- [What you should do]: Can you update the part that opens with the line containing "rocky hillside visible?" and closes with the line containing "[180,203,432,271]" by changing "village building" to "village house" and leaving everything else unchanged? Return only those lines.

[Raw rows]
==========
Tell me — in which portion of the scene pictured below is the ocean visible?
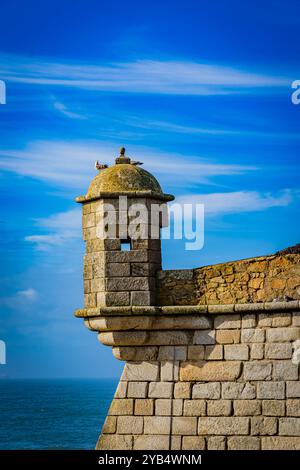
[0,379,118,450]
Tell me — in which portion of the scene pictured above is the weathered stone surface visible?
[106,277,154,291]
[233,400,261,416]
[159,254,300,304]
[146,330,193,346]
[207,436,226,450]
[180,361,241,382]
[187,345,205,361]
[183,399,206,416]
[171,436,181,450]
[108,398,133,416]
[127,382,148,398]
[112,346,158,361]
[174,382,192,398]
[121,362,159,382]
[133,434,169,450]
[216,330,241,344]
[261,436,300,450]
[272,312,292,327]
[192,382,221,400]
[214,314,241,330]
[134,398,154,416]
[250,343,265,359]
[198,417,249,436]
[148,382,174,398]
[172,416,197,436]
[227,436,260,450]
[251,416,277,436]
[273,361,299,380]
[262,400,285,416]
[144,416,171,434]
[267,327,300,343]
[98,331,148,346]
[241,328,265,343]
[257,382,285,400]
[241,313,257,328]
[130,291,156,306]
[286,381,300,398]
[193,330,216,344]
[244,361,272,381]
[155,398,183,416]
[207,400,232,416]
[281,399,300,417]
[102,416,117,434]
[204,344,223,361]
[96,434,132,450]
[279,418,300,439]
[115,380,127,398]
[265,343,292,359]
[182,436,205,450]
[224,344,249,361]
[117,416,143,434]
[158,346,187,361]
[160,361,179,382]
[222,382,256,400]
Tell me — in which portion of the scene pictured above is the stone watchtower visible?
[75,148,300,450]
[76,148,174,309]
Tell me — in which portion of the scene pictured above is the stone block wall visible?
[82,198,161,308]
[158,254,300,305]
[77,301,300,450]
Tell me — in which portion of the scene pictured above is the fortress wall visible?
[85,301,300,450]
[157,254,300,305]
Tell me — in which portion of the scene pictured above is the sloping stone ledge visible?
[74,300,300,318]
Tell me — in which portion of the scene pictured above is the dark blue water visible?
[0,379,118,449]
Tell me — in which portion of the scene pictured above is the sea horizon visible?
[0,377,119,450]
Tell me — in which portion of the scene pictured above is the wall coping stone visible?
[74,300,300,318]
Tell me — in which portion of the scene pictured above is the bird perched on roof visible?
[95,160,108,171]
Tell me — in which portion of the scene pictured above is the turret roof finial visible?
[116,147,130,165]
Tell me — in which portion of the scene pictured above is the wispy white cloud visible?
[25,208,81,251]
[53,101,87,119]
[126,116,300,140]
[0,55,290,95]
[177,189,299,217]
[0,141,257,191]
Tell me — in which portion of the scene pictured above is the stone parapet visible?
[76,301,300,450]
[157,254,300,305]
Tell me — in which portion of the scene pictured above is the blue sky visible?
[0,0,300,378]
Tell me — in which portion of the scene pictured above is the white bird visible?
[95,160,108,171]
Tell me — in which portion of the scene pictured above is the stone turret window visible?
[120,238,131,251]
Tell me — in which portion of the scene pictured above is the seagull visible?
[95,160,108,171]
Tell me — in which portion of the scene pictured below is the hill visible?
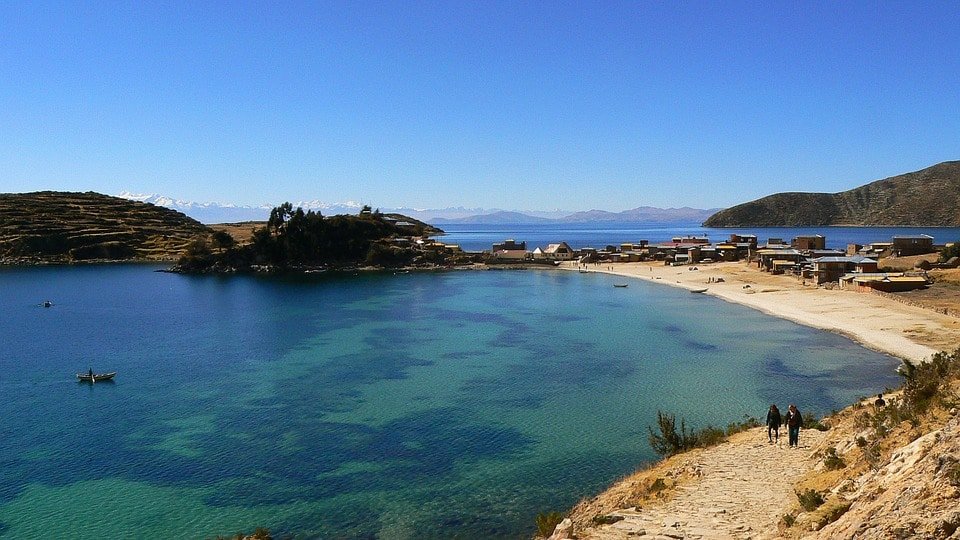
[703,161,960,227]
[559,206,717,223]
[0,191,211,264]
[433,206,717,225]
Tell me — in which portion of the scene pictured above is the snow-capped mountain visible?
[117,191,363,223]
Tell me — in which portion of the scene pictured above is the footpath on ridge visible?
[553,427,824,540]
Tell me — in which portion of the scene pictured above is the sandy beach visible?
[561,262,960,362]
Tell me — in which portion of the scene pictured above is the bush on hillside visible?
[940,240,960,262]
[797,489,824,512]
[536,512,563,538]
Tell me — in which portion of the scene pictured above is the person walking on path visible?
[787,403,803,448]
[767,404,782,442]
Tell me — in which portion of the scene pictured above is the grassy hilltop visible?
[703,161,960,227]
[0,191,211,264]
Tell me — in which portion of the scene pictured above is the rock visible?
[549,518,573,540]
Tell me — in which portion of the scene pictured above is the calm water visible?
[0,266,898,539]
[440,223,960,251]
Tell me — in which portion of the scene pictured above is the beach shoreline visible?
[560,262,960,363]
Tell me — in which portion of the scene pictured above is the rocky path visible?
[578,428,823,540]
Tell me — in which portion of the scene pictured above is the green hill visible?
[703,161,960,227]
[0,191,211,264]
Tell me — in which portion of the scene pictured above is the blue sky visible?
[0,1,960,210]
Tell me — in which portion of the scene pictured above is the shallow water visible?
[0,266,898,538]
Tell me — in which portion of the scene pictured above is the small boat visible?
[77,371,117,383]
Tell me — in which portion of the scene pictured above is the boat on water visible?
[77,371,117,383]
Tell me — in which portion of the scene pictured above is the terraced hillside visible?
[704,161,960,227]
[0,191,211,264]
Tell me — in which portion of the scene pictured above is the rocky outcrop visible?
[703,161,960,227]
[811,410,960,540]
[0,191,210,264]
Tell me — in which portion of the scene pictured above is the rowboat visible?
[77,371,117,383]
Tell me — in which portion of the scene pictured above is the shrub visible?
[819,502,850,528]
[727,414,763,437]
[592,516,623,532]
[647,478,667,493]
[863,442,880,470]
[940,241,960,262]
[797,489,823,512]
[823,448,847,471]
[803,413,830,431]
[647,411,697,456]
[537,512,563,538]
[694,426,727,448]
[899,349,960,415]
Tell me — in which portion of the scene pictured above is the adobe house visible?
[757,249,803,272]
[790,234,827,251]
[533,242,573,261]
[810,255,877,284]
[893,234,936,257]
[492,238,528,260]
[840,273,929,292]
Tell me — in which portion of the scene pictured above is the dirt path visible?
[578,428,823,540]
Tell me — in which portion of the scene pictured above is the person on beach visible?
[787,403,803,448]
[767,404,781,443]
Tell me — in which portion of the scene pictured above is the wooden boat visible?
[77,371,117,383]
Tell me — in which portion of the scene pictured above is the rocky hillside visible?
[704,161,960,227]
[550,349,960,540]
[0,191,210,264]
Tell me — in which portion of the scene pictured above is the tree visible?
[210,231,236,253]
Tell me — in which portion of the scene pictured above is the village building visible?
[839,272,930,292]
[765,237,790,249]
[727,234,757,249]
[533,242,574,261]
[893,234,935,257]
[757,249,804,272]
[490,238,529,260]
[810,255,877,284]
[790,234,827,251]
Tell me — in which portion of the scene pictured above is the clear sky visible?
[0,0,960,211]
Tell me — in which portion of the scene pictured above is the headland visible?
[561,262,960,362]
[551,262,960,540]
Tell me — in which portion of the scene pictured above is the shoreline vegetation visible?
[537,262,960,540]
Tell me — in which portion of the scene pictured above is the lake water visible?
[0,266,898,539]
[439,223,960,251]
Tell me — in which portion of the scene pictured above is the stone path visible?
[578,428,824,540]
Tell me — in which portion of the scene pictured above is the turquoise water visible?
[0,266,898,539]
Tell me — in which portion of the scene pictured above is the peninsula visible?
[551,262,960,540]
[0,191,212,264]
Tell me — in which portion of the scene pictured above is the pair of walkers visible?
[767,404,803,448]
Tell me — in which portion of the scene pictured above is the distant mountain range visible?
[432,206,719,225]
[704,161,960,227]
[119,191,718,225]
[0,191,212,264]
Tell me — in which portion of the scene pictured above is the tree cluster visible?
[180,203,432,271]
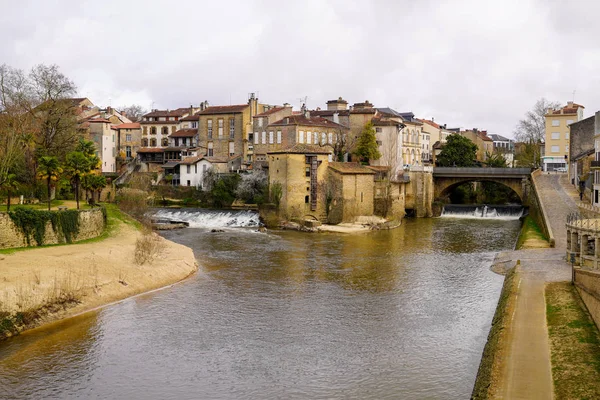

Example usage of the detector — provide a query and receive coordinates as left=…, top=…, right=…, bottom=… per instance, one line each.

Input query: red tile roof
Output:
left=169, top=129, right=198, bottom=137
left=269, top=114, right=348, bottom=129
left=115, top=122, right=140, bottom=129
left=142, top=107, right=190, bottom=117
left=254, top=107, right=285, bottom=118
left=198, top=104, right=248, bottom=115
left=417, top=118, right=441, bottom=129
left=267, top=143, right=332, bottom=154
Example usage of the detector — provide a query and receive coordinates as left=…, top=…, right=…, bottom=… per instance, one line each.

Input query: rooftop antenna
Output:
left=298, top=96, right=308, bottom=108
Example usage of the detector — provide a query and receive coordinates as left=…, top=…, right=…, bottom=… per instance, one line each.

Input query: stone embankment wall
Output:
left=0, top=208, right=105, bottom=249
left=528, top=170, right=556, bottom=247
left=574, top=268, right=600, bottom=328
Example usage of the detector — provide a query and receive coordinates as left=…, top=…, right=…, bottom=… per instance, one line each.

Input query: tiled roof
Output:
left=137, top=147, right=165, bottom=153
left=142, top=107, right=190, bottom=117
left=198, top=104, right=248, bottom=115
left=180, top=113, right=200, bottom=121
left=169, top=129, right=198, bottom=137
left=417, top=118, right=441, bottom=129
left=269, top=114, right=348, bottom=129
left=115, top=122, right=140, bottom=129
left=267, top=143, right=332, bottom=154
left=254, top=107, right=285, bottom=118
left=329, top=162, right=375, bottom=175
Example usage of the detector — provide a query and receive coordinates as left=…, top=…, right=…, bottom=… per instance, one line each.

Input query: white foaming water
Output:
left=441, top=206, right=524, bottom=220
left=154, top=209, right=260, bottom=228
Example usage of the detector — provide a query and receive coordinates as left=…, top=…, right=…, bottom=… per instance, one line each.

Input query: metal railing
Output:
left=567, top=212, right=600, bottom=233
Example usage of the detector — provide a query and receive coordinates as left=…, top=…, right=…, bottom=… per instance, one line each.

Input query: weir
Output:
left=441, top=204, right=526, bottom=220
left=152, top=209, right=261, bottom=228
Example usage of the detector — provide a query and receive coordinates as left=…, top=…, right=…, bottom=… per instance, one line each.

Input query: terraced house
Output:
left=198, top=94, right=269, bottom=169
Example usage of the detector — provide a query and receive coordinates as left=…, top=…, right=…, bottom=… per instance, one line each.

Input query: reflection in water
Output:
left=0, top=219, right=519, bottom=399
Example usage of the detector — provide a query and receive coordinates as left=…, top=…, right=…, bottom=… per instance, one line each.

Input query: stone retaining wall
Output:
left=0, top=208, right=105, bottom=249
left=575, top=268, right=600, bottom=327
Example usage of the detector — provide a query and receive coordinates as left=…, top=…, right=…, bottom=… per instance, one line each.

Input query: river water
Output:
left=0, top=214, right=520, bottom=399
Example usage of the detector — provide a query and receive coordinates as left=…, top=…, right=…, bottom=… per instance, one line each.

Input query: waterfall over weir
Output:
left=441, top=204, right=525, bottom=220
left=152, top=208, right=260, bottom=228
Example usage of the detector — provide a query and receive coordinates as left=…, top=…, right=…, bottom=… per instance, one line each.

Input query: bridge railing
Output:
left=433, top=167, right=532, bottom=176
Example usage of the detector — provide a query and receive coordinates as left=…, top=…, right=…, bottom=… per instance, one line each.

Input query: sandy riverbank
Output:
left=0, top=216, right=197, bottom=338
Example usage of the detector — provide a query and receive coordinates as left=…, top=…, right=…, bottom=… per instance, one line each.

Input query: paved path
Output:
left=497, top=175, right=578, bottom=399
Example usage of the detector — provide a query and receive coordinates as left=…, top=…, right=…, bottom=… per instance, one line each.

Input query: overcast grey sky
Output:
left=0, top=0, right=600, bottom=136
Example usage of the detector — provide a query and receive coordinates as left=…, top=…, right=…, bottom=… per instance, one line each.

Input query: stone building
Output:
left=542, top=101, right=585, bottom=171
left=267, top=144, right=331, bottom=222
left=325, top=162, right=375, bottom=224
left=115, top=122, right=142, bottom=163
left=88, top=118, right=117, bottom=172
left=198, top=94, right=268, bottom=168
left=569, top=115, right=596, bottom=191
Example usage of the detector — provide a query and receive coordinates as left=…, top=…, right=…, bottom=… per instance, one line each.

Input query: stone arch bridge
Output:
left=433, top=167, right=531, bottom=205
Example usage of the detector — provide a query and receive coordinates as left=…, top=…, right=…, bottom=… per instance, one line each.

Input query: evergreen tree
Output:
==========
- [Output for this task]:
Tell me — in which portion of the scene pictured above is the rocky hillside visible?
[704,161,960,227]
[550,349,960,540]
[0,191,210,264]
Tell me — in which portion of the scene pictured above is the tree visible?
[210,231,236,253]
Tell me — in which portion of the scene pictured above is the village house visible?
[839,272,930,292]
[765,237,790,249]
[727,234,757,249]
[533,242,574,261]
[893,234,935,257]
[757,249,804,272]
[490,238,529,260]
[810,255,877,284]
[790,234,827,251]
Tell me — in which portion of the scene pictured above is the clear sky visible?
[0,0,960,211]
Tell me — in which portion of the scene pictured above is the headland visible?
[561,262,960,362]
[551,262,960,540]
Tell me — in which portion of the scene pictured above is the shoreline vegetation visible?
[537,262,960,540]
Tell me — in which portion of the scene pictured above is the lake water visible?
[0,266,898,539]
[439,223,960,251]
Tell me — in which portion of the scene pictured above is the stone path visible?
[578,428,824,540]
Tell me — in which portion of the scene pictured above is the turquoise water visible?
[0,266,898,539]
Tell me — in which portion of the scene pictured above is the peninsula visible?
[551,262,960,540]
[0,191,212,264]
Tell me — in which portion of the scene pictured above is the pair of walkers visible?
[767,404,803,448]
Tell me — in which portion of the scene pictured above is the distant mountain range visible?
[432,206,719,225]
[704,161,960,227]
[119,191,718,225]
[0,191,212,264]
Tell me — in which portion of the scene pictured above is the tree cluster visible?
[180,203,432,271]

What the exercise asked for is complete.